Do this: Copy out the entries below in full and exactly.

Source records:
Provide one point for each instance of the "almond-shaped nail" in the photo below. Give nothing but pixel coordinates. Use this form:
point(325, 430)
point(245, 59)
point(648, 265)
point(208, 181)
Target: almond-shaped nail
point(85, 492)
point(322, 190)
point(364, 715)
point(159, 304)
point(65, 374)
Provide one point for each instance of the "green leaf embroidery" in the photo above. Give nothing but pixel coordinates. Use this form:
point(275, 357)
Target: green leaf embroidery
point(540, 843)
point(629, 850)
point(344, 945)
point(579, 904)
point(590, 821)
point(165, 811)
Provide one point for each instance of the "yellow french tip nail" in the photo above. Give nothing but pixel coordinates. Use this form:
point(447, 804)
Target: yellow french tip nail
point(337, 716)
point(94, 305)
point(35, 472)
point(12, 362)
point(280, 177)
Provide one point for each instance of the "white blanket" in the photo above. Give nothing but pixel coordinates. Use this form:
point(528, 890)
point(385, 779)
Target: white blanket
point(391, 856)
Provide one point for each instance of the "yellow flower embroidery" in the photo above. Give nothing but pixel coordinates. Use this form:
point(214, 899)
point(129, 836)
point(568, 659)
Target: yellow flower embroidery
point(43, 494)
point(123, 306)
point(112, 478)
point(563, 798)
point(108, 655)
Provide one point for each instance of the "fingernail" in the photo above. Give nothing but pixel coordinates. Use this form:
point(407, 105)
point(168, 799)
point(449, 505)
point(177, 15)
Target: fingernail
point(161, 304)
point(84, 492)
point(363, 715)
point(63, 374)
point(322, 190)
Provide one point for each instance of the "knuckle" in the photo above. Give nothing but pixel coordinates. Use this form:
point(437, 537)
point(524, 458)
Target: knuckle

Exercise output:
Provide one point for each instance of the "almond-shaped nail" in the photo below. Give nothing but pixel coordinates. Use this form:
point(325, 430)
point(245, 59)
point(648, 265)
point(208, 181)
Target: almond-shaped nail
point(85, 492)
point(322, 190)
point(364, 715)
point(159, 304)
point(65, 374)
Provide one point for each instance of the "green leaf embroidery" in the photo above. Give nothing but pixel coordinates. Use this form:
point(275, 357)
Target: green leaf embroidery
point(540, 843)
point(629, 850)
point(344, 945)
point(579, 904)
point(590, 821)
point(165, 811)
Provide one point for each instance of the "yellow french tip nail" in the photo above. Give nothing but pixel coordinates. Use this form:
point(447, 804)
Target: yellow french tip nail
point(337, 716)
point(94, 305)
point(35, 472)
point(12, 362)
point(280, 177)
Provide one point for each instance of the "white blanket" in the photo above. Give nothing but pixel coordinates. Use this form:
point(528, 890)
point(385, 779)
Target: white blanket
point(391, 856)
Provide one point for each instance of the "yellow flower embroidery" in the photo above. Give nothing but pixel coordinates. Use this form:
point(214, 899)
point(129, 836)
point(568, 659)
Target: yellow flower embroidery
point(43, 494)
point(123, 306)
point(112, 478)
point(563, 798)
point(108, 655)
Provide one point for each instance of the "fingernail" in the photo above. Give nothing but pixel coordinates. Use this form:
point(407, 105)
point(168, 799)
point(449, 505)
point(177, 15)
Target: fingernail
point(161, 304)
point(84, 492)
point(363, 715)
point(63, 374)
point(322, 190)
Provide one point for each instance of the "knuckle" in the photo above. Give nothing but pixel coordinates. Use this form:
point(437, 537)
point(524, 458)
Target: knuckle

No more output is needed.